## What is being asked
Reproduce verbatim the lines of the records that begin with the one containing "of the elderly" and continue through the one containing "x=205 y=554", both included.
## begin Data records
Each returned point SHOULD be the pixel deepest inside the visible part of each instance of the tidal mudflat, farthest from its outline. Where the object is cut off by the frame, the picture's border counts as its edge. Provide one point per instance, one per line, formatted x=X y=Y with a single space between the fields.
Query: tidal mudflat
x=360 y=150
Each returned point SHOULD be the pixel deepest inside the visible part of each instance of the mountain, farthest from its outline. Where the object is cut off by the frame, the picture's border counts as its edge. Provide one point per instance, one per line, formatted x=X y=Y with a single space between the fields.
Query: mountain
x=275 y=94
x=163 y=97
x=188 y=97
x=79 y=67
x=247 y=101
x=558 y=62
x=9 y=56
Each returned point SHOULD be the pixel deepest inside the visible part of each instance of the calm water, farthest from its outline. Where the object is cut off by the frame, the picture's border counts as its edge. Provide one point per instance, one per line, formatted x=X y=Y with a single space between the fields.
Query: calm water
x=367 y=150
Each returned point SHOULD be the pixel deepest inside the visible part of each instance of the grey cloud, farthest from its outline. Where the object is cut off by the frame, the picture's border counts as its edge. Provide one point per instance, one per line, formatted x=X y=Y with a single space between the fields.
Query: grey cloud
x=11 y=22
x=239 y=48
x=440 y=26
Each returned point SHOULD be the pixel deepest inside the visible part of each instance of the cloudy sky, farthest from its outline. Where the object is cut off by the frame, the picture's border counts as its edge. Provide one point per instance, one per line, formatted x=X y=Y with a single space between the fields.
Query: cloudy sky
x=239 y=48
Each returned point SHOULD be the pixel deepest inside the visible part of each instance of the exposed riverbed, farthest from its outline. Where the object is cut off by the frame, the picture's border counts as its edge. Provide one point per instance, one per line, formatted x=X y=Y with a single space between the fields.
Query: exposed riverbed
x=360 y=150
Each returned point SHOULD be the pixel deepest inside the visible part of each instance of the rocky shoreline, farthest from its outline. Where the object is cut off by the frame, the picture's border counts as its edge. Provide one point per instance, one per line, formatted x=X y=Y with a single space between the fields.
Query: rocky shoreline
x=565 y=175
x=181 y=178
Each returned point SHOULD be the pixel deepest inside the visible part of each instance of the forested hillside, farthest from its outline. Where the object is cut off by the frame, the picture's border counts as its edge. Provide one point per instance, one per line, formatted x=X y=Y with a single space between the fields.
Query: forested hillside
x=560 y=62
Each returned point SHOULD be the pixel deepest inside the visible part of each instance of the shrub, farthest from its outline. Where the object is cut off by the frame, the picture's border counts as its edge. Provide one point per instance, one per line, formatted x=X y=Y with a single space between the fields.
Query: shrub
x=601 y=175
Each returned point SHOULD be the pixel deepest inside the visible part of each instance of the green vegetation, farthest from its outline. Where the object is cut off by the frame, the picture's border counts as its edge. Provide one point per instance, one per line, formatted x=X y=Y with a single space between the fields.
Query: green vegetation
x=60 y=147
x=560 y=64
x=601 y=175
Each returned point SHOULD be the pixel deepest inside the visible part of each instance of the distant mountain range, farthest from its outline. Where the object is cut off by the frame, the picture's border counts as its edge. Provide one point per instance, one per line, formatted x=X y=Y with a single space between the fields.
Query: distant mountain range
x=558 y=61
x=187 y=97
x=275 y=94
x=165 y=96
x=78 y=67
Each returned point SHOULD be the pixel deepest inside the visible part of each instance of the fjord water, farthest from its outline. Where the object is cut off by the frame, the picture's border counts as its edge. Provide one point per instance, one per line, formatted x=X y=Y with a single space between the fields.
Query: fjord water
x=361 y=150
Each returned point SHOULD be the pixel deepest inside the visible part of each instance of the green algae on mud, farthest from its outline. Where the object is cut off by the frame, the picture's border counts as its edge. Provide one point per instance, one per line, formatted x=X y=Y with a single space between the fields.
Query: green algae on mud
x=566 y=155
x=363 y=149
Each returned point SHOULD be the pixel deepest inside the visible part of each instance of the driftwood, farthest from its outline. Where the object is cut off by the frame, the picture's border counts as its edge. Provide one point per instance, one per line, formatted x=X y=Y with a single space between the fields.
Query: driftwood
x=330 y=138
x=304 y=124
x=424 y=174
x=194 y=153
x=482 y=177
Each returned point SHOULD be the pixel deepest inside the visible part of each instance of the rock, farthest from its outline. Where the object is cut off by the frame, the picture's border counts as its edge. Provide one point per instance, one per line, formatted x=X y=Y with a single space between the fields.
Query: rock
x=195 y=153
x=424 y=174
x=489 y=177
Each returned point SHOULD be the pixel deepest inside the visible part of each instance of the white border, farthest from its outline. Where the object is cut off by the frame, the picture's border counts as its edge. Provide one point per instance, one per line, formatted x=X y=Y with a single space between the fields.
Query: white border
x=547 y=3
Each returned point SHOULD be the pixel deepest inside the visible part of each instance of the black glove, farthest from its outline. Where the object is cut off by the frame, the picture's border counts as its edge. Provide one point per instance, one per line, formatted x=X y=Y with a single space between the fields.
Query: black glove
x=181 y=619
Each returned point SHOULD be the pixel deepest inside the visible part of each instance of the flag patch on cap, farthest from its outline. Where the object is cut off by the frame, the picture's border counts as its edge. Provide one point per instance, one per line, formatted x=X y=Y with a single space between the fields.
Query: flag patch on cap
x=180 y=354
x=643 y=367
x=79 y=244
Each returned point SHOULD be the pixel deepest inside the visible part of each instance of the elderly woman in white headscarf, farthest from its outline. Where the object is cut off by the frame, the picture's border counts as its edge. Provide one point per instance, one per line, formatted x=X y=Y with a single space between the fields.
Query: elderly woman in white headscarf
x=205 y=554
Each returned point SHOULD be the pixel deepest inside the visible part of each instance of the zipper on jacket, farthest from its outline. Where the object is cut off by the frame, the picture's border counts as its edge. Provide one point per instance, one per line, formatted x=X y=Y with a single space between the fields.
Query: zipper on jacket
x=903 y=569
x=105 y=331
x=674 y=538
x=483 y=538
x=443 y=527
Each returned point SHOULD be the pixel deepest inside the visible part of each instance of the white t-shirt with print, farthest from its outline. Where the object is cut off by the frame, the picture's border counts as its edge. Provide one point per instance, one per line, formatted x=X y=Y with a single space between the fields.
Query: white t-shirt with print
## end Data records
## Task response
Each returned point SHOULD be the pixel deepest inside the visible part of each instance of the elderly woman in white headscarf, farthest from its outline. Where the object is cut off by the frame, the picture's border counts as its edge. Provide one point per instance, one per line, formatted x=X y=Y with a single space between the fields.
Query: elderly woman in white headscarf
x=205 y=554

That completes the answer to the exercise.